--- GIVEN ENTRIES ---

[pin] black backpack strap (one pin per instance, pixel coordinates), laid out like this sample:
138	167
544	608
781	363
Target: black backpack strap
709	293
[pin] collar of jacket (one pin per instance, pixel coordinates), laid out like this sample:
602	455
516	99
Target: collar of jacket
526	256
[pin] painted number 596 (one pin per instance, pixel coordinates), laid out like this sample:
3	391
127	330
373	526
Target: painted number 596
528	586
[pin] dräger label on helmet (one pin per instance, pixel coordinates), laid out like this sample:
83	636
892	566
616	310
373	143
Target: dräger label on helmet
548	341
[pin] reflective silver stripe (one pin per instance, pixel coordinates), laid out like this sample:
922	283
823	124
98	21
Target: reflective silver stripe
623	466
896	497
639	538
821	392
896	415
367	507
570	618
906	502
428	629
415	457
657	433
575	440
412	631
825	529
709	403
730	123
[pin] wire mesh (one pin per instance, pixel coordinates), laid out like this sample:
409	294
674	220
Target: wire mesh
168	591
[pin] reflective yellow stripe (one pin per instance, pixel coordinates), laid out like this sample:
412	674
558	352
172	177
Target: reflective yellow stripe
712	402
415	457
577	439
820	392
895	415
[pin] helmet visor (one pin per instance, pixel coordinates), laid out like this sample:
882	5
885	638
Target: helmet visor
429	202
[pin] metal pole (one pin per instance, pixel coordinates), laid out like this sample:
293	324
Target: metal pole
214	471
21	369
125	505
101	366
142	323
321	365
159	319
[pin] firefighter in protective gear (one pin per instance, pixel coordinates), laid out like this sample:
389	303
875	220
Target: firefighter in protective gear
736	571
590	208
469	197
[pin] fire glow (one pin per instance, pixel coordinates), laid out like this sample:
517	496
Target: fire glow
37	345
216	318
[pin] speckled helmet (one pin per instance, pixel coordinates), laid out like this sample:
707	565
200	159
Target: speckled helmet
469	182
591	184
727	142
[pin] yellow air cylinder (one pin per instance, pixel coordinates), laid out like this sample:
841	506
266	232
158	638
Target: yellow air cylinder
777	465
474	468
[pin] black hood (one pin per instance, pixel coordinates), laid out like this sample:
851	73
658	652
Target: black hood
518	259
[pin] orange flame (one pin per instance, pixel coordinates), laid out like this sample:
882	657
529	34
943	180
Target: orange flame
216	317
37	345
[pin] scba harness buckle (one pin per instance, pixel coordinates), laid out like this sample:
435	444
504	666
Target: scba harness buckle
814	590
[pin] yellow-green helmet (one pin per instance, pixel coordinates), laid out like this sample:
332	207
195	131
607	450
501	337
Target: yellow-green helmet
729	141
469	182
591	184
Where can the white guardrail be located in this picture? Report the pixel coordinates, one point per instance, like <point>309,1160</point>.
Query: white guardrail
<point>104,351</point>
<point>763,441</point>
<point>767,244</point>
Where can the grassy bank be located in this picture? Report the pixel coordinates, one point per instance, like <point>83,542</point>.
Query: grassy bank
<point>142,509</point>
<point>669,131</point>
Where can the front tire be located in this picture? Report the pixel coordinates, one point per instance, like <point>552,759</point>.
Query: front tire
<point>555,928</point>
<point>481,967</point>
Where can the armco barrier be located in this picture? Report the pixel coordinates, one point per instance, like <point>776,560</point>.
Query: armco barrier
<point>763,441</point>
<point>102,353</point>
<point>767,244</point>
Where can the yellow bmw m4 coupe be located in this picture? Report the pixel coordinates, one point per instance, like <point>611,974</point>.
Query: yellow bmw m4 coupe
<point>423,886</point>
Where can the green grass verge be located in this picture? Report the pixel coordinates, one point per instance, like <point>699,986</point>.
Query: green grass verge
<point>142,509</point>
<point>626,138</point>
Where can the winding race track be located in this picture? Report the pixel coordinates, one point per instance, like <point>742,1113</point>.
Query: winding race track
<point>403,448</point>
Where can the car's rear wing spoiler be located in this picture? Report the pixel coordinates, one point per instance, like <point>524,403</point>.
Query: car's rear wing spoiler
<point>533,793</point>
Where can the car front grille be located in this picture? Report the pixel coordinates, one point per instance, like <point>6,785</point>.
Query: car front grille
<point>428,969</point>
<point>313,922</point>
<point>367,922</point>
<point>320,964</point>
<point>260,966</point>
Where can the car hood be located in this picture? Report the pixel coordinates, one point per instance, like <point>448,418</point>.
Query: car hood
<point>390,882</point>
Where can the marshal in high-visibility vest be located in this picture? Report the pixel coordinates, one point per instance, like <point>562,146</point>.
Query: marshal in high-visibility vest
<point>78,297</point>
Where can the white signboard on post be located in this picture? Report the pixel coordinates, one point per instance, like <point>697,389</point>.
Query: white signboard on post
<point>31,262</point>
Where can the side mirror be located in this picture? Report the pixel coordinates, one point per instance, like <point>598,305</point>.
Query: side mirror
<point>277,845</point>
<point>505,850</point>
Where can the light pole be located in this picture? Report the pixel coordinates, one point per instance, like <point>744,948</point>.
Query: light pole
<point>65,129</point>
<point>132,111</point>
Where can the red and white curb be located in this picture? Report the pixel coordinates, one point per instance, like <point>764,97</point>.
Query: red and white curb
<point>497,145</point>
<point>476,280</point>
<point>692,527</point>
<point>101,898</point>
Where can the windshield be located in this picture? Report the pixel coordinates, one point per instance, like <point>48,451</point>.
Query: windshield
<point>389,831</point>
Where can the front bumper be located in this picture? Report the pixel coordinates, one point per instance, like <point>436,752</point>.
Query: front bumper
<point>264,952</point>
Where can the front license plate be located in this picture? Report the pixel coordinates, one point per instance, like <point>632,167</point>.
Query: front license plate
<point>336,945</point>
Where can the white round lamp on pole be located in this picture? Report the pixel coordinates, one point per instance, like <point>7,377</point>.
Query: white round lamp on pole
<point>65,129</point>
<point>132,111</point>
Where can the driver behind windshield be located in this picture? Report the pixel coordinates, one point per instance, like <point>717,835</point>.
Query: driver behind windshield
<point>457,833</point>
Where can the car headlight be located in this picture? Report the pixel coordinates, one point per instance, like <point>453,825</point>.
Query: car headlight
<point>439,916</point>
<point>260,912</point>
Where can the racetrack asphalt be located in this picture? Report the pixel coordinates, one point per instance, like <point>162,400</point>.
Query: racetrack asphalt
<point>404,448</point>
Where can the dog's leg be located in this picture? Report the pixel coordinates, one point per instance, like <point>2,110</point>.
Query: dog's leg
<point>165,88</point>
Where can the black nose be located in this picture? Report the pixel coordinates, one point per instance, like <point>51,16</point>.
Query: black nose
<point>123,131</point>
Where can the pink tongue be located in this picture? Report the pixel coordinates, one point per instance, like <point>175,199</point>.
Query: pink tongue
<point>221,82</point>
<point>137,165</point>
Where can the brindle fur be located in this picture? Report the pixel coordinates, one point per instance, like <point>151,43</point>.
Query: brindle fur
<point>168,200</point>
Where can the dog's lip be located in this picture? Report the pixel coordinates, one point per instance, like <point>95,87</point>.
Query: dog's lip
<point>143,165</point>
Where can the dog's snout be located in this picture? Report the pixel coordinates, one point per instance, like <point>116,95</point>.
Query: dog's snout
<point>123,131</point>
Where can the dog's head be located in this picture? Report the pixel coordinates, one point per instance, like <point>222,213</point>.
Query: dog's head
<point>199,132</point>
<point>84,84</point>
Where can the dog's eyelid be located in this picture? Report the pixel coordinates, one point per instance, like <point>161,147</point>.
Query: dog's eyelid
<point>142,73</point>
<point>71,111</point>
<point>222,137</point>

---

= WHAT YOU WILL DO =
All of the data above is to be given again, word for word.

= RESULT =
[pin] black backpack strap (one pin per instance, pixel coordinates), laid out like this sample:
138	167
544	608
781	363
Target: black backpack strap
709	293
[pin] collar of jacket (one pin per instance, pixel coordinates), laid out like this sample:
602	455
516	99
Target: collar of jacket
526	256
[pin] painted number 596 (one pin per instance, pixel coordinates), laid out like this sample:
3	391
127	330
373	526
Target: painted number 596
528	586
[pin] dräger label on helmet (one pin per instance, pixel coordinates), laid out like this sample:
83	636
892	566
616	310
373	143
Target: dräger label on helmet
548	341
[pin] reflective silver stripe (one pin per instance, pixel coordinates), laid out like this sample:
922	283
823	124
98	21
Target: reflective silver stripe
623	466
896	497
639	538
821	392
896	415
367	507
570	618
906	502
428	629
415	457
657	433
575	440
412	631
825	529
709	403
730	123
[pin] wire mesh (one pin per instance, pixel coordinates), laid out like this sample:
409	294
674	220
Target: wire mesh
168	591
[pin] reflective yellow stripe (one pin per instance, pixel coordinates), laid out like this sample:
412	674
558	352
172	177
Target: reflective yellow stripe
712	402
415	457
577	439
820	392
895	415
[pin] helmet visor (one pin per instance, pixel coordinates), laid out like this sample:
882	5
885	638
Target: helmet visor
429	202
[pin] metal pole (one pin per instance, pixel coordinates), laid out like this sample:
293	324
Target: metal pole
214	471
21	369
125	505
101	366
142	323
321	365
159	319
[pin] firefighter in protective gear (one pin per instance, pixel coordinates), laid out like this sample:
389	303
875	220
Target: firefighter in protective gear
736	571
590	208
469	197
[pin] fire glow (one pin per instance, pixel coordinates), laid out like this sample:
517	496
Target: fire glow
37	345
216	318
[pin] speckled helmet (one pin per instance, pixel coordinates), laid out like this sample:
707	565
200	159
Target: speckled helmet
469	182
591	184
727	142
[pin] yellow air cylinder (one pin per instance, pixel coordinates), laid out like this sample:
841	506
266	232
158	638
Target: yellow air cylinder
777	465
474	468
[pin] black hood (one pin per instance, pixel coordinates), laid out like this sample:
851	73
658	652
Target: black hood
518	259
[pin] orange flame (one pin per instance, pixel coordinates), laid out like this sample:
882	657
529	34
943	180
Target: orange flame
216	317
37	345
[pin] scba harness buckle (one pin per instance, pixel coordinates), laid out like this sample:
435	444
504	666
Target: scba harness buckle
814	590
[pin] yellow-green helmet (one pin per instance, pixel coordinates), laid out like this sample:
332	207
195	131
607	450
501	337
Target: yellow-green helmet
729	141
469	182
591	184
Where can the white guardrail be located in this picture? Report the pixel coordinates, one point per instance, like <point>309,1160</point>.
Query: white guardrail
<point>104,351</point>
<point>763,441</point>
<point>767,244</point>
Where can the grassy bank be located in this picture? Report the pixel coordinates, one point per instance, like <point>83,542</point>.
Query: grassy bank
<point>142,509</point>
<point>669,131</point>
Where can the front tire be located in this picture? Report the pixel coordinates, one point per instance, like <point>552,759</point>.
Query: front tire
<point>555,928</point>
<point>481,967</point>
Where can the armco barrier be located in this picture? Report the pixel coordinates, one point per instance, like <point>776,560</point>.
Query: armco barrier
<point>763,441</point>
<point>102,353</point>
<point>767,244</point>
Where can the yellow bmw m4 coupe be located in this picture? Report the pixel coordinates, one point per instance, like <point>611,974</point>.
Query: yellow bmw m4 coupe
<point>423,886</point>
Where can the green grass verge be located in this picture? Report the pixel coordinates, one point per instance, like <point>699,986</point>.
Query: green grass verge
<point>142,509</point>
<point>626,138</point>
Where can the winding race track be located in this picture? Report the pixel coordinates, one point per instance, like <point>742,1113</point>.
Query: winding race track
<point>403,448</point>
Where can the car's rear wing spoiler be located in this picture? Report the pixel coordinates, one point per instance, like <point>524,403</point>.
Query: car's rear wing spoiler
<point>533,793</point>
Where can the car front grille be located in this picture? Report the pixel coordinates, one point per instance, like <point>6,785</point>.
Query: car front grille
<point>428,969</point>
<point>313,922</point>
<point>367,922</point>
<point>320,964</point>
<point>260,966</point>
Where can the car hood be located in this picture? Report the pixel coordinates, one point per instance, like <point>448,418</point>.
Query: car hood
<point>390,882</point>
Where can the marshal in high-visibility vest be located in this picture? Report the pixel coordinates, one point per instance, like <point>562,146</point>.
Query: marshal in high-visibility vest
<point>78,297</point>
Where can the white signboard on post be located in this picture? Report the pixel coordinates, one point per instance, like <point>697,389</point>.
Query: white signboard on post
<point>31,262</point>
Where can the side mirror be located in this picture? Report the pixel coordinates, one point per instance, like <point>598,305</point>.
Query: side mirror
<point>277,845</point>
<point>505,850</point>
Where can the light pole be located in this picture? Report the pixel coordinates, one point per instance, like <point>744,948</point>.
Query: light pole
<point>65,129</point>
<point>132,111</point>
Where can the red and white curb be located in this picture? Report the pixel coordinates, one point per instance, like <point>764,97</point>.
Query: red and white curb
<point>497,145</point>
<point>476,280</point>
<point>692,527</point>
<point>101,898</point>
Where can the windshield be located in this picture? Report the pixel coordinates, one point per instance, like <point>48,451</point>.
Query: windshield
<point>389,831</point>
Where can the front bumper be located in this picture? Report the pixel coordinates, one point per instance, like <point>436,752</point>.
Query: front bumper
<point>264,952</point>
Where can the front license plate be located in this picture? Report the pixel coordinates, one point per instance, like <point>632,167</point>.
Query: front license plate
<point>336,945</point>
Where can the white round lamp on pole be located in this picture? Report the pixel coordinates, one point per instance, like <point>7,377</point>.
Query: white round lamp on pole
<point>65,129</point>
<point>132,111</point>
Where can the driver behind windshield be located in this picture? Report the pixel coordinates, one point per instance, like <point>717,835</point>.
Query: driver behind windshield
<point>457,833</point>
Where can the car headlight be located in this picture? Report the pixel coordinates, one point per instance, like <point>453,825</point>.
Query: car headlight
<point>439,916</point>
<point>260,912</point>
Where can the racetrack asphalt be located in this picture? Report the pixel coordinates, one point per instance, like <point>162,400</point>.
Query: racetrack asphalt
<point>404,448</point>
Where can the dog's leg be located in this picture? Report the pixel coordinates, one point per instance, like <point>2,110</point>.
Query: dog's leg
<point>165,88</point>
Where can the black nose be located in this picture? Report the pixel coordinates, one point per instance, like <point>51,16</point>.
Query: black nose
<point>123,131</point>
Where can the pink tongue be located in this picture? Report the pixel coordinates, one point per instance, like <point>175,199</point>.
Query: pink tongue
<point>221,82</point>
<point>137,165</point>
Where can the brindle fur be located in this picture? Report the pixel coordinates, one point per instance, like <point>151,43</point>.
Query: brindle fur
<point>168,200</point>
Where can the dog's lip be located in this picture? Report the pixel coordinates, one point per instance, like <point>95,87</point>.
Query: dog's lip
<point>143,165</point>
Where can the dog's snout be located in this picture? Report the pixel coordinates, one point per instance, like <point>116,95</point>.
Query: dog's snout
<point>123,131</point>
Where can the dog's head be located in this picture? Report the pixel coordinates, one point per instance, like <point>222,213</point>.
Query: dog's head
<point>199,132</point>
<point>84,84</point>
Where can the dog's eyelid be located in this picture? Report the pixel coordinates, one point per instance, like <point>161,147</point>.
Query: dog's eyelid
<point>142,73</point>
<point>71,111</point>
<point>222,137</point>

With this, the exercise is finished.